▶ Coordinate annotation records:
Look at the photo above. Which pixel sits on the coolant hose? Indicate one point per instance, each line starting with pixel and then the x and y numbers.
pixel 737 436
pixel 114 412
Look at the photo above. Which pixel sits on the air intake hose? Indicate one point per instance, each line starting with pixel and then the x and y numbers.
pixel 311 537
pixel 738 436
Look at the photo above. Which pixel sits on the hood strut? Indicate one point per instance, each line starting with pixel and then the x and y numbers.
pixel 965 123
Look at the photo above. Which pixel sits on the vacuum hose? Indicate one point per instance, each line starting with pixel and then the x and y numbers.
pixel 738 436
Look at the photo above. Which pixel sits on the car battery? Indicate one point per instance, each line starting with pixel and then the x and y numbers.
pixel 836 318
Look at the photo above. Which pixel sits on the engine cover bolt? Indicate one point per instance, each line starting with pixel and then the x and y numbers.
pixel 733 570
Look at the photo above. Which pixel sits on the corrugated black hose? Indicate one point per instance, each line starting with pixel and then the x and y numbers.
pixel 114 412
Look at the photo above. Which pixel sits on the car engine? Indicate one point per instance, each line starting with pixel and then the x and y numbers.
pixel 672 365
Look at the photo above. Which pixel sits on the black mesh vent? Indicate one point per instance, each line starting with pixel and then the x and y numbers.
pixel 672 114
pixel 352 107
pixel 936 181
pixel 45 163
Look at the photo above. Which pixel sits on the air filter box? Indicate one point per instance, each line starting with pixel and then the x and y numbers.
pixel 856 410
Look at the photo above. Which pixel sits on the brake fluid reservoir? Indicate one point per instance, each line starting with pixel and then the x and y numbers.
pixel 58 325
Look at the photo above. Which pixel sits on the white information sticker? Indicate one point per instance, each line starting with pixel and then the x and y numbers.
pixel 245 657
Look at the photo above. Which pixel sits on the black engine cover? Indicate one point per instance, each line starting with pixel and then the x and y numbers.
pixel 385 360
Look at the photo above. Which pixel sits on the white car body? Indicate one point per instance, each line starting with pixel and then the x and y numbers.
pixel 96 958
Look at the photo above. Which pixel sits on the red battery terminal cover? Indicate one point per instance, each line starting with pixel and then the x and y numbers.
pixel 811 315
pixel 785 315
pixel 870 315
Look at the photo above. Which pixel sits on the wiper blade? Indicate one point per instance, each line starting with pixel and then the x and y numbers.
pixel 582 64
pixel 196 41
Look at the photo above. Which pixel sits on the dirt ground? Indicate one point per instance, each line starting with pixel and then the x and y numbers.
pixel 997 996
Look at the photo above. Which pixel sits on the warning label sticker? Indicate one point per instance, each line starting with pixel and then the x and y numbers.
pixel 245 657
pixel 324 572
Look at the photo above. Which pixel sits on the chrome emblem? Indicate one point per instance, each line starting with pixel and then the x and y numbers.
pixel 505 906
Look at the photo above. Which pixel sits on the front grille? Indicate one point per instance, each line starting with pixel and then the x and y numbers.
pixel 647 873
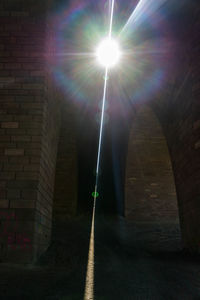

▶ Exercise details: Pull every line of the data above into your answer word for word, leaving out the pictures.

▶ Task output:
Look at the photo above. Which pixel sits on the coolant hose? Indicate one point per instance, each line starting with pixel and then the x and y numbers.
pixel 737 436
pixel 114 412
Look at the photo above. Which pixel sits on the air intake hose? Indicate one point per instance, each line starting with pixel and then the x and y numbers.
pixel 311 537
pixel 738 436
Look at the photo above. Which pixel sits on the hood strut? Indicate one point per instance, each line starting with pixel and then the x and y numbers.
pixel 965 123
Look at the photo above. Which pixel sits on the vacuum hose? Indicate one point per instance, each line starting with pixel and then the x and y numbers.
pixel 738 436
Look at the photo above. Which pixel sits on the car battery? Indicate one point per instance, each line starting with pixel and then the x and y numbers.
pixel 836 318
Look at the photo above. Which pixel sits on the engine cover bolt? Indicate one point per instance, each line starting with pixel and then the x and y numbers.
pixel 733 570
Look at the photo above. Which pixel sits on the corrugated black hose? Indicate one point per instance, each line starting with pixel and then the x and y numbers.
pixel 114 412
Look at the photo above. Which pixel sits on the car engine? Indicate one point per instance, each line starting with pixel and then the x and y numbers.
pixel 672 365
Look at the photo above. Which pixel sits on the black mesh vent? Indicate one point per instance, each line starting with pixel and then the x and y numbers.
pixel 672 114
pixel 352 107
pixel 936 181
pixel 45 163
Look at the photo above. Which pixel sits on the air filter box? Indicate one point per instance, each line starting with pixel and then the x and y numbers.
pixel 856 410
Look at the photo above. Which pixel sits on the brake fluid reservoir? Indicate one point per instance, each line starting with pixel and then the x and y numbers.
pixel 58 325
Look at the photo above. Which pixel sits on the white information sticker? Indicate one point per instance, each line starting with pixel and then the x and y numbers.
pixel 245 657
Look at the photo above. Which pixel sits on the black engine cover? Indicate one point per instance, each line starting with pixel and then the x and y numbers.
pixel 385 360
Look at the photo above. Which pixel sits on the white car body? Indicate one point per instance, each line starting with pixel and then the x and y numbers.
pixel 96 958
Look at the photo above. Which pixel sits on the red battery terminal cover? Indicate one point per instance, each line starting with pixel and then the x and y numbers.
pixel 811 315
pixel 785 315
pixel 870 315
Look at the photo above. Which pixel sits on the wiper blade? Indicate one point per instance, each line starting with pixel and then the x and y numbers.
pixel 582 64
pixel 196 41
Look at the photo above. Which pixel sits on the dirt ground? Indicate one point per instance, each line starting with pixel and then the x and y numbers.
pixel 997 996
Look at the photo above. Which pixel sits on the warning label sticker? Indicate one point per instance, each line starting with pixel and then the x and y numbers.
pixel 245 657
pixel 324 572
Look at the photo above. Which pixel sits on the chrome emblem? Indicate one point per instance, each line starting with pixel and then the x and y numbers.
pixel 505 906
Look at the photo above. Which pixel sits on the front grille? Indicate one point per instance, each line starting with pixel and then the x and y numbers.
pixel 647 873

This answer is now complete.